Provide an exact repetition of every entry, with no word altered.

■ **ENTRIES SUPPLIED**

··········

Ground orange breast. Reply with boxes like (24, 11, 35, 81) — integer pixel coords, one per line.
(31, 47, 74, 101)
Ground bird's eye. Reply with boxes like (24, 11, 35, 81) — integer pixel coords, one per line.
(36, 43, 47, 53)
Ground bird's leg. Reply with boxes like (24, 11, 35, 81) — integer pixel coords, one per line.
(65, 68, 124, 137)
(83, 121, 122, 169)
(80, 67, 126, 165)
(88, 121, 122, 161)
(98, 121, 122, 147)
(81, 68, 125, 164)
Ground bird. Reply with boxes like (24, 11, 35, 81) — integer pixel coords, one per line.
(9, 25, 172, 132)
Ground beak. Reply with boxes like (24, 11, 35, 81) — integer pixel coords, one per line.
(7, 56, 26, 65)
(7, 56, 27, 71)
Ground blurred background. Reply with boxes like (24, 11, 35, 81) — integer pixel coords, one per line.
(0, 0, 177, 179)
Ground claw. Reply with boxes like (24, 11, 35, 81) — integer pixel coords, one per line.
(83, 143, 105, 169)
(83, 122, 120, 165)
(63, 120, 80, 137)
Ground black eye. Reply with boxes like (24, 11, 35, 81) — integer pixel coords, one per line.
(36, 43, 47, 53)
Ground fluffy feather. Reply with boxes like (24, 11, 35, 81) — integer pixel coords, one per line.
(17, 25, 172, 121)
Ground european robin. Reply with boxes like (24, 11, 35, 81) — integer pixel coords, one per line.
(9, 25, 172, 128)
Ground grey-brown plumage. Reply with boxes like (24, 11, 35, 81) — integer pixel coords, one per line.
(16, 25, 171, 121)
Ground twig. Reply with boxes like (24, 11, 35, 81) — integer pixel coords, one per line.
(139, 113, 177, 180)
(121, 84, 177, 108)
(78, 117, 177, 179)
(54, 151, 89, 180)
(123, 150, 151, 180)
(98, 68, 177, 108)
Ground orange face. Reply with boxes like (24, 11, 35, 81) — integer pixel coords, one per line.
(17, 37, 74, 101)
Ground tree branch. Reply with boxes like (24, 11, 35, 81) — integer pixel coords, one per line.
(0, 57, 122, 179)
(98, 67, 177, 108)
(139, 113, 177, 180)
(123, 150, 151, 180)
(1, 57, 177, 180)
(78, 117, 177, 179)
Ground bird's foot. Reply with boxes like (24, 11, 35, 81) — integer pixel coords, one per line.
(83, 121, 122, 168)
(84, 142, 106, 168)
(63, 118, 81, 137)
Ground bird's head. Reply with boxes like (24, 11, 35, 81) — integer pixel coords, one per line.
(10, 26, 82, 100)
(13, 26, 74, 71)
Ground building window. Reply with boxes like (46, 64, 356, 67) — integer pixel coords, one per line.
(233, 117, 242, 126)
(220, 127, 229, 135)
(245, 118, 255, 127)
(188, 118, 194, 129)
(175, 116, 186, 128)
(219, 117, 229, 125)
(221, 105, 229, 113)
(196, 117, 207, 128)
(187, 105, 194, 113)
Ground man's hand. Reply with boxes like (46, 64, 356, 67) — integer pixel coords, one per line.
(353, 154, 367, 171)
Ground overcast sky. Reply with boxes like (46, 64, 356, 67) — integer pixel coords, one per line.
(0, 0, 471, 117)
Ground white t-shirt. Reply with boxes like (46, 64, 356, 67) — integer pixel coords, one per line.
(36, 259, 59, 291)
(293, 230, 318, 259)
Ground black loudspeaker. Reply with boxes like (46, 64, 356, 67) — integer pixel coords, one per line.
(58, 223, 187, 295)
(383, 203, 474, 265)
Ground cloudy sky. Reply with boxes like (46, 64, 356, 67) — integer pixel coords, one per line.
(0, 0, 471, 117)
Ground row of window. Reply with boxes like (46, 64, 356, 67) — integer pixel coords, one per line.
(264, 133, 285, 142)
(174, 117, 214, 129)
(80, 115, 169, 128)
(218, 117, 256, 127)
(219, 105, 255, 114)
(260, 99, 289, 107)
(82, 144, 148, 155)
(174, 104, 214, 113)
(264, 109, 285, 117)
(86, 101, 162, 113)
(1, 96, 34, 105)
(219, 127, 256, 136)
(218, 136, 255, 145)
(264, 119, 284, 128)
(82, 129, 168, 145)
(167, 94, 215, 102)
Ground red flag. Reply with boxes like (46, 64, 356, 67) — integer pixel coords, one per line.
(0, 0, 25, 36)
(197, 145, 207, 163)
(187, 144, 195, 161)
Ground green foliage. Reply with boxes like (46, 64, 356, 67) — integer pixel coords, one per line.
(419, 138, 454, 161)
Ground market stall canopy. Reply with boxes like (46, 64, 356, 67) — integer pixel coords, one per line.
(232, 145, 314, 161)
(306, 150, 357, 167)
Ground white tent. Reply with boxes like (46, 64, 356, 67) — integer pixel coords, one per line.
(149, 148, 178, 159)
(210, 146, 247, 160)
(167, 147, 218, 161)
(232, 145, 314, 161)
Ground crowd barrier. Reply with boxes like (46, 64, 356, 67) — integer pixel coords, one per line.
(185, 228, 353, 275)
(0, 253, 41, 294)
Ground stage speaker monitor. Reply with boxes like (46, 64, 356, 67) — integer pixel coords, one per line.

··········

■ **OUTPUT FOR THIS EXERCISE**
Ground orange breast. Reply with boxes like (24, 11, 35, 81) — integer pixel coords, one per line.
(31, 47, 74, 101)
Ground bird's eye. Reply with boxes like (24, 11, 35, 81) — integer pixel coords, one per line.
(36, 43, 47, 53)
Ground bird's leg. Reply with boxes like (24, 11, 35, 81) — integer pixel coords, one per line.
(65, 68, 124, 137)
(83, 121, 122, 169)
(80, 67, 126, 165)
(88, 121, 122, 161)
(98, 121, 122, 147)
(81, 68, 125, 164)
Ground bird. Reply with boxes like (24, 11, 35, 81) — integer pixel coords, one per line.
(9, 25, 172, 132)
Ground beak. Reply with boxes like (24, 11, 35, 81) — integer pixel coords, one per line.
(7, 56, 26, 65)
(7, 56, 27, 71)
Ground blurred background. Reply with boxes like (24, 11, 35, 81) — integer pixel coords, one per line.
(0, 0, 177, 179)
Ground claw. Reply with boxes like (24, 11, 35, 81) — integer pixel coords, one per line.
(83, 143, 105, 169)
(83, 122, 120, 165)
(63, 120, 80, 137)
Ground black eye. Reply with boxes like (24, 11, 35, 81) — integer pixel coords, one per line.
(36, 43, 47, 53)
Ground fluffy feather. Reply with boxes like (24, 11, 35, 81) — integer pixel coords, one per line.
(17, 25, 172, 121)
Ground european robin. Reply with boxes like (24, 11, 35, 81) — integer pixel coords, one per line.
(9, 25, 172, 128)
Ground grey-brown plumage. Reply with boxes like (24, 11, 35, 81) — integer pixel coords, one per line.
(16, 25, 171, 121)
Ground twig. Reply with boxes like (24, 11, 35, 81) — integer pixel coords, one per line.
(139, 113, 177, 180)
(121, 84, 177, 108)
(78, 117, 177, 179)
(54, 151, 89, 180)
(123, 150, 151, 180)
(98, 68, 177, 108)
Ground orange face. Reply with boxes like (24, 11, 35, 81) — integer pixel coords, one per line.
(17, 37, 74, 101)
Ground tree branch. Reply with boxes like (24, 11, 35, 81) — integer pixel coords, one per line.
(0, 57, 122, 179)
(98, 67, 177, 108)
(139, 113, 177, 180)
(123, 150, 151, 180)
(1, 57, 177, 180)
(78, 117, 177, 179)
Ground bird's foot. Reply with boxes like (24, 11, 35, 81) — integer pixel coords, one per line.
(83, 121, 122, 168)
(84, 142, 106, 168)
(63, 118, 81, 137)
Ground bird's head. Reply with boxes like (24, 11, 35, 81) — integer pixel coords, one per line.
(10, 26, 82, 100)
(13, 26, 74, 71)
Ground building window. Reply with boxes like (46, 64, 356, 67) — integer pixel coords, one per line.
(233, 117, 242, 126)
(220, 127, 229, 135)
(245, 118, 255, 127)
(188, 118, 194, 129)
(175, 116, 186, 128)
(219, 117, 229, 125)
(221, 105, 229, 113)
(196, 117, 207, 128)
(187, 105, 194, 113)
Ground man's hand. Reply with boxes like (46, 64, 356, 67) — integer pixel coords, one per line.
(353, 154, 367, 171)
Ground overcast sky. Reply with boxes like (46, 64, 356, 67) — integer pixel coords, one per line.
(0, 0, 471, 117)
Ground white t-shirt. Reply with boxes like (46, 64, 356, 67) — integer pixel coords, one per line.
(36, 259, 59, 291)
(293, 230, 318, 259)
Ground black loudspeaker. Reply with boxes like (46, 64, 356, 67) — integer pixel coords, one per line.
(58, 223, 187, 295)
(383, 203, 474, 265)
Ground cloudy sky. Reply with boxes like (46, 64, 356, 67) — integer pixel coords, one per line.
(0, 0, 471, 117)
Ground row of window. Reply with boxes like (46, 64, 356, 67) — integer pixel coords, one per line.
(264, 133, 285, 142)
(174, 117, 214, 129)
(80, 115, 169, 128)
(218, 117, 256, 127)
(219, 105, 255, 114)
(260, 99, 289, 107)
(82, 144, 148, 155)
(174, 104, 214, 113)
(264, 109, 285, 117)
(86, 101, 162, 113)
(1, 96, 34, 105)
(219, 127, 256, 136)
(218, 136, 255, 145)
(264, 119, 284, 128)
(82, 129, 168, 145)
(167, 94, 215, 102)
Ground red flag. Reply with boxes like (46, 64, 356, 67) — integer pixel coords, one per line.
(0, 0, 25, 36)
(197, 145, 207, 163)
(187, 144, 195, 161)
Ground green foliage. Reply with boxes like (46, 64, 356, 67) — integer pixel coords, one per line.
(419, 138, 454, 161)
Ground market stall canopy. Reply with boxes like (46, 64, 356, 67) — integer pixel coords, one per line.
(232, 145, 314, 161)
(306, 150, 357, 167)
Ground white tent. Reply with boxes like (46, 64, 356, 67) — integer pixel coords, one per line.
(149, 148, 178, 159)
(210, 146, 247, 160)
(167, 147, 218, 161)
(232, 145, 314, 161)
Ground crowd barrier. Reply with boxes like (46, 64, 356, 67) — integer pixel coords, one per line.
(185, 228, 353, 275)
(0, 253, 41, 294)
Ground stage speaker monitor. Reply with boxes like (46, 64, 356, 67) — integer pixel coords, one per line.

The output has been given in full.